▶ **MATERIALS PROVIDED**:
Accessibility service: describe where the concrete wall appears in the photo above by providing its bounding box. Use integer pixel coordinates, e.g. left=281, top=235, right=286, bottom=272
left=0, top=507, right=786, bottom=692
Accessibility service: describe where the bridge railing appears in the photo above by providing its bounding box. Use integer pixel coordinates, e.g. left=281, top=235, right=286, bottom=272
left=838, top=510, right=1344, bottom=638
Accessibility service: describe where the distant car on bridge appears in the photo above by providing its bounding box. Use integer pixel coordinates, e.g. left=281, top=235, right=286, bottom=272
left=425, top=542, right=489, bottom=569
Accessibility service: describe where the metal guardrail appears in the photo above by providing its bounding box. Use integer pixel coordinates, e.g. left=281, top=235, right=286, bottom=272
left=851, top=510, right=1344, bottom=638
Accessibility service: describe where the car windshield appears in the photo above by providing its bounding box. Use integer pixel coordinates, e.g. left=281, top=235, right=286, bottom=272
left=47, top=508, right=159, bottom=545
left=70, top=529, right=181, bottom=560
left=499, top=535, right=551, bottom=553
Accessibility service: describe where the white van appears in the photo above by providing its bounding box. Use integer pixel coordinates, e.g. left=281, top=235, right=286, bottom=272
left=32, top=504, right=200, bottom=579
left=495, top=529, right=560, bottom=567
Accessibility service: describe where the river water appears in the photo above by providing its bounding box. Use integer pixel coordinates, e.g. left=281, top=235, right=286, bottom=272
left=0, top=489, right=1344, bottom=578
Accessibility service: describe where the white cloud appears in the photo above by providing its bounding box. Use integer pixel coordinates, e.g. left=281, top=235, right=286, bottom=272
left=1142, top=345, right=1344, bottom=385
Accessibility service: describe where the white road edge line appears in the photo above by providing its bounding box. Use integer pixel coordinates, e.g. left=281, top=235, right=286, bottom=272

▶ **DESCRIPTION OF THE TASK**: Reproduce all of the material above word for word, keeping every line in its original order.

▶ **TASK ANSWER**:
Accessibility service: describe where the concrete wall appears in the photo above by providing its bounding box. Use integer pixel coordinates, e.g. left=281, top=235, right=286, bottom=272
left=0, top=507, right=786, bottom=692
Accessibility service: describe where the bridge railing appears in the photo above by providing its bounding box. Use integer pixel coordinates, e.g. left=281, top=235, right=286, bottom=272
left=838, top=510, right=1344, bottom=638
Accessibility service: describe where the distant car on bridge appears in the photo above by providing its bounding box. Use integer pixel coordinates, e.g. left=281, top=235, right=286, bottom=272
left=425, top=542, right=489, bottom=569
Accessibility service: describe where the metal guardrail appears in the photo above by providing its bounding box. Use integer pixel coordinates, e.g. left=281, top=235, right=286, bottom=272
left=851, top=510, right=1344, bottom=638
Accessibility service: describe where the car windshield appears in the photo above by providing its bounding box. Use integer pixel coordinates, e.g. left=281, top=235, right=286, bottom=272
left=47, top=508, right=159, bottom=545
left=70, top=529, right=181, bottom=560
left=499, top=535, right=551, bottom=553
Accessibility service: describe where the white van appears in the photo above by providing its bounding box. Use integer pixel coordinates, e.g. left=281, top=235, right=286, bottom=272
left=32, top=504, right=200, bottom=579
left=495, top=529, right=560, bottom=567
Accessibility service: describe where the river water appears in the photo above by providing its bounding box. Use integer pixel coordinates, e.g. left=281, top=235, right=286, bottom=272
left=0, top=489, right=1344, bottom=578
Accessibility service: describe where the white cloud appears in the photo above by providing its bounding box. Use integer pixel coordinates, e.g. left=281, top=235, right=286, bottom=272
left=1142, top=345, right=1344, bottom=385
Accessibility service: describe where the white road edge line appears in the photo above by providing its bounding box. Use integer pixel coordinates, e.g. left=281, top=235, right=286, bottom=272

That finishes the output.